Work required: Present every line of the records below as a Markdown table with two columns, Row and Line. Put the row number in Row and the line in Line, skip blank lines, and omit the pictures.

Entries supplied:
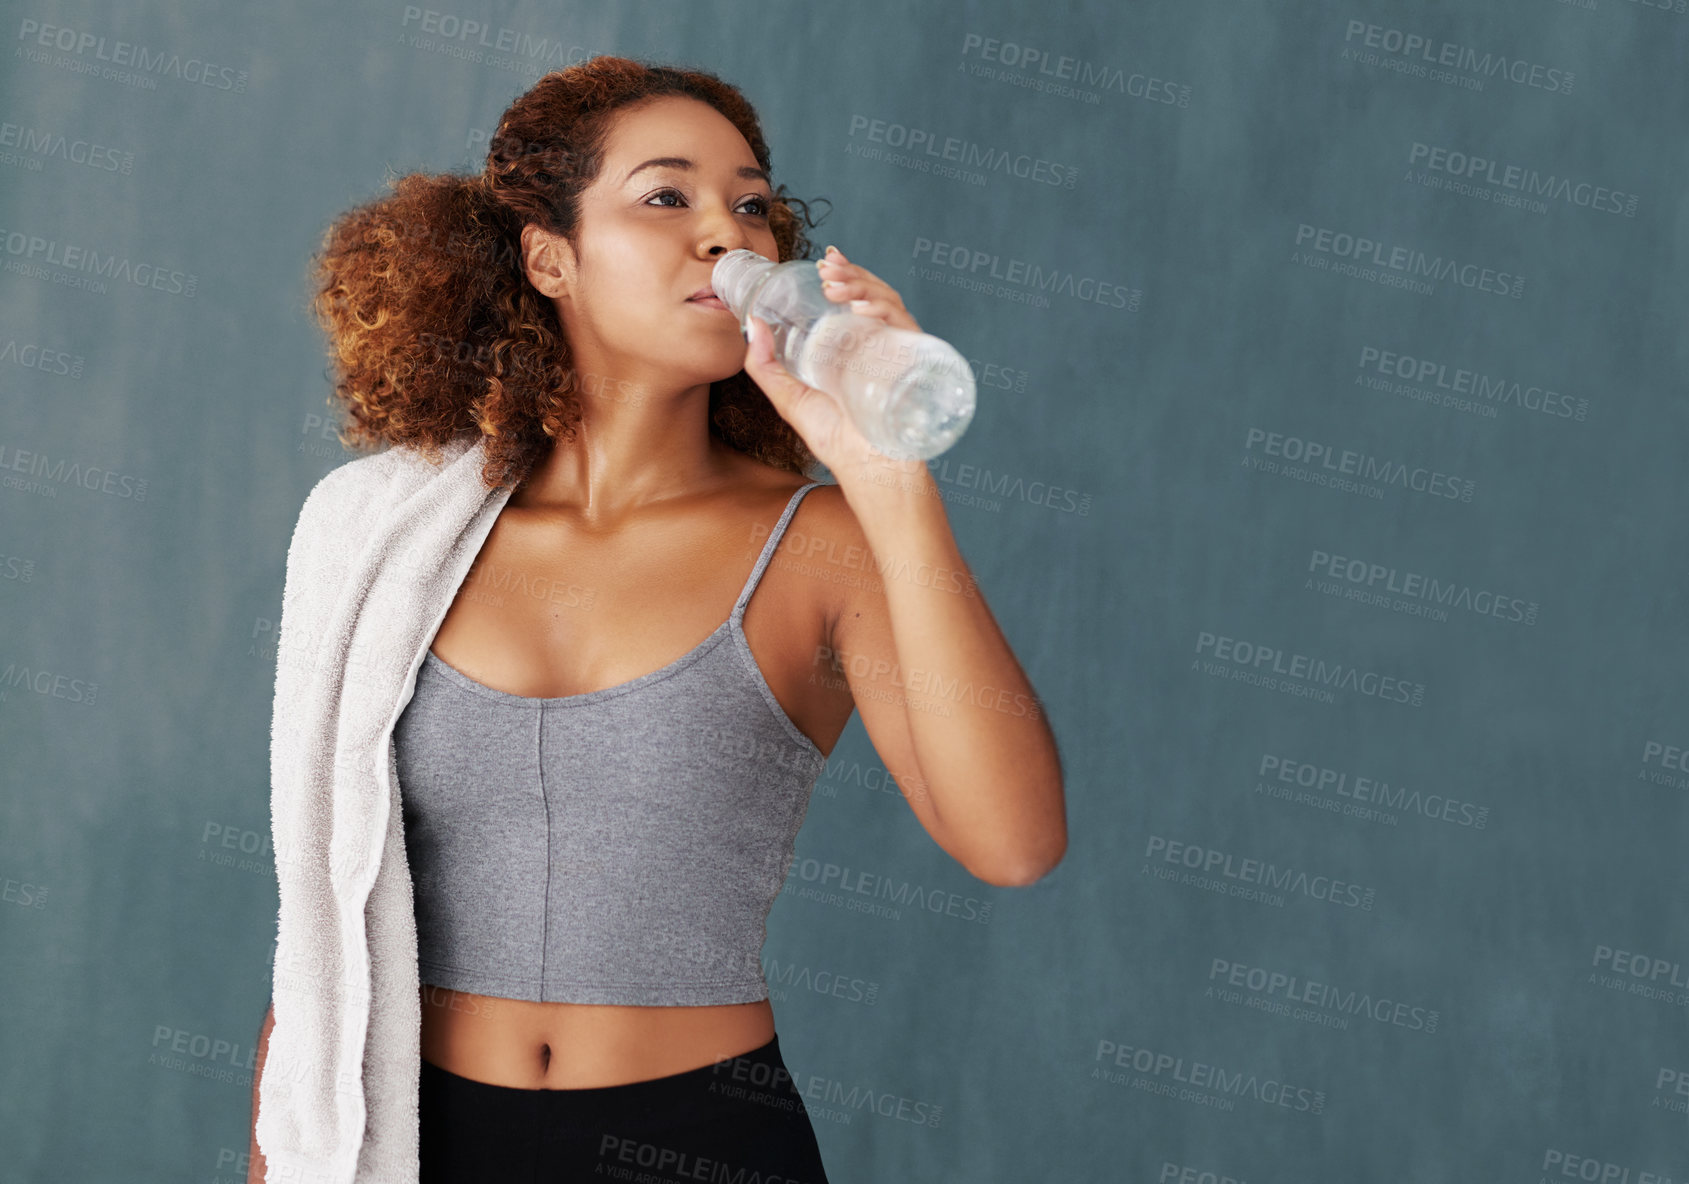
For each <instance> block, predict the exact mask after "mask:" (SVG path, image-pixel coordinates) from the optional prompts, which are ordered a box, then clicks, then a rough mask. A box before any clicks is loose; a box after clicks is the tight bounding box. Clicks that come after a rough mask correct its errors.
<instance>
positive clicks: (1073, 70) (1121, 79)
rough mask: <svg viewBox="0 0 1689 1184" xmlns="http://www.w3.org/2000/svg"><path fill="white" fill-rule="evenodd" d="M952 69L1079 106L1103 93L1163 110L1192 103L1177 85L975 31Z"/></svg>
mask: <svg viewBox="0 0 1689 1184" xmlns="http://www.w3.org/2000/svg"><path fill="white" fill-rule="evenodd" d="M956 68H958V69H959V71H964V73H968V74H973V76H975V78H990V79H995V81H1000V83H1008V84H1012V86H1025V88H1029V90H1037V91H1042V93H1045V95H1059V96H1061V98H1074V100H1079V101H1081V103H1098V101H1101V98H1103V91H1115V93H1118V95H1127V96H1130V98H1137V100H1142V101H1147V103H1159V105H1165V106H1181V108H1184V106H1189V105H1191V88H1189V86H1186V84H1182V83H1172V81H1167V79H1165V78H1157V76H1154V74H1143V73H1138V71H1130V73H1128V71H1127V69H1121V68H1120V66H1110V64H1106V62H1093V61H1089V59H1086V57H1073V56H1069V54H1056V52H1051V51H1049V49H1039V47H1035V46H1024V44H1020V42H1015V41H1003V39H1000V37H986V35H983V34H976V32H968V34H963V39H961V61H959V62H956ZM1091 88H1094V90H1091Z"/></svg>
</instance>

Solution to this exercise:
| Row | Line |
|---|---|
| 1 | For each <instance> block, predict the exact mask after "mask:" (SVG path, image-pixel coordinates) from the optional prompts, which are ordered a box, then clicks, then a rough mask. A box before any clicks is loose; a box after clicks is the tight bounding box. Clicks that come after a rough mask correct its errors. |
| 2 | <instance> |
| 3 | positive clicks: (1073, 70) (1121, 79) |
| 4 | rough mask: <svg viewBox="0 0 1689 1184" xmlns="http://www.w3.org/2000/svg"><path fill="white" fill-rule="evenodd" d="M952 69L1079 106L1103 93L1163 110L1192 103L1177 85L975 31Z"/></svg> |
| 5 | mask: <svg viewBox="0 0 1689 1184" xmlns="http://www.w3.org/2000/svg"><path fill="white" fill-rule="evenodd" d="M956 68H958V69H959V71H964V73H968V74H973V76H975V78H990V79H995V81H1000V83H1008V84H1012V86H1025V88H1029V90H1037V91H1042V93H1045V95H1059V96H1061V98H1074V100H1079V101H1081V103H1098V101H1101V98H1103V91H1115V93H1118V95H1127V96H1130V98H1137V100H1142V101H1147V103H1159V105H1165V106H1181V108H1184V106H1189V105H1191V88H1189V86H1186V84H1182V83H1172V81H1167V79H1165V78H1157V76H1154V74H1143V73H1138V71H1130V73H1128V71H1127V69H1121V68H1120V66H1110V64H1106V62H1093V61H1089V59H1086V57H1073V56H1069V54H1056V52H1051V51H1049V49H1039V47H1035V46H1024V44H1020V42H1015V41H1003V39H1000V37H986V35H983V34H976V32H968V34H963V39H961V61H959V62H956ZM1091 88H1094V90H1091Z"/></svg> |
| 6 | </instance> |